# Working data
------------------------------------------------

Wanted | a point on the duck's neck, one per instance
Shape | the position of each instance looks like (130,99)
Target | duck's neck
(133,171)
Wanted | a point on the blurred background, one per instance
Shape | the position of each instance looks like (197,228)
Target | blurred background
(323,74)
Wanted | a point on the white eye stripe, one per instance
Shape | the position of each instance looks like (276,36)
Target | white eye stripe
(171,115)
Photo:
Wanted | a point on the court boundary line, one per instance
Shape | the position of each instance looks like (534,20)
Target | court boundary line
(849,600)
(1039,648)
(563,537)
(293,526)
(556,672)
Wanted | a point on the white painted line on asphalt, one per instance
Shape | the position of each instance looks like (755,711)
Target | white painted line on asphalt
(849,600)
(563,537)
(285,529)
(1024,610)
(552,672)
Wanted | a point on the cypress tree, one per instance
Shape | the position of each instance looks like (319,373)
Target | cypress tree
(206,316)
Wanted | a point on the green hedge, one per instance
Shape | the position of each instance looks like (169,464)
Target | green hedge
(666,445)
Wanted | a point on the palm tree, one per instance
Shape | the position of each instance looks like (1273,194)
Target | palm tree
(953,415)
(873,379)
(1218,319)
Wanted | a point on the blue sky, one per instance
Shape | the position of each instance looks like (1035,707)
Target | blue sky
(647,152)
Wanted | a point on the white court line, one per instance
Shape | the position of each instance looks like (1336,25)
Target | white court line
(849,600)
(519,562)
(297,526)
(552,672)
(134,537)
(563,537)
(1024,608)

------------------------------------------------

# Task brief
Give back the material exactly as it is shown above.

# Answer box
Wanted | a point on the duck's neck, one per instance
Shape | the position of each instance looks like (130,99)
Target | duck's neck
(133,171)
Wanted | a point on the blurred background, one per instance
Shape | the position of each instance looks like (197,228)
Target | blurred background
(323,74)
Wanted | a point on the white eye stripe, one per instance
Shape | the position of each instance looks like (276,36)
Target | white eye stripe
(171,115)
Photo:
Wanted | a point on the court boundary line, one per instance
Shape | the position of each instance looks like (534,20)
Target | court boundary line
(849,600)
(1039,648)
(563,537)
(293,526)
(556,672)
Wanted | a point on the white painted line on asphalt, one per instance
Shape | the position of each instance looks like (755,711)
Target | white painted line on asphalt
(849,600)
(563,537)
(285,529)
(1024,610)
(552,672)
Wanted | a point on the cypress tree, one per instance
Shape | the position of each instance looks like (319,373)
Target | cypress tree
(206,316)
Wanted | a point on the green hedge, one per instance
Shape | the position of each instance looks like (169,464)
Target | green hedge
(666,445)
Wanted | a point on the palm tree, one per instance
Shape | the position of each instance looks like (1273,194)
Target | palm tree
(953,415)
(873,379)
(1218,319)
Wanted | a point on the blue sky, one per instance
Shape | the position of each instance looks like (1035,707)
Target | blue sky
(647,152)
Wanted | a point on the white court line, one per instance
Shape | the position of each instance looks like (1336,25)
Target | white court line
(849,600)
(519,562)
(297,526)
(552,672)
(134,537)
(563,537)
(1024,608)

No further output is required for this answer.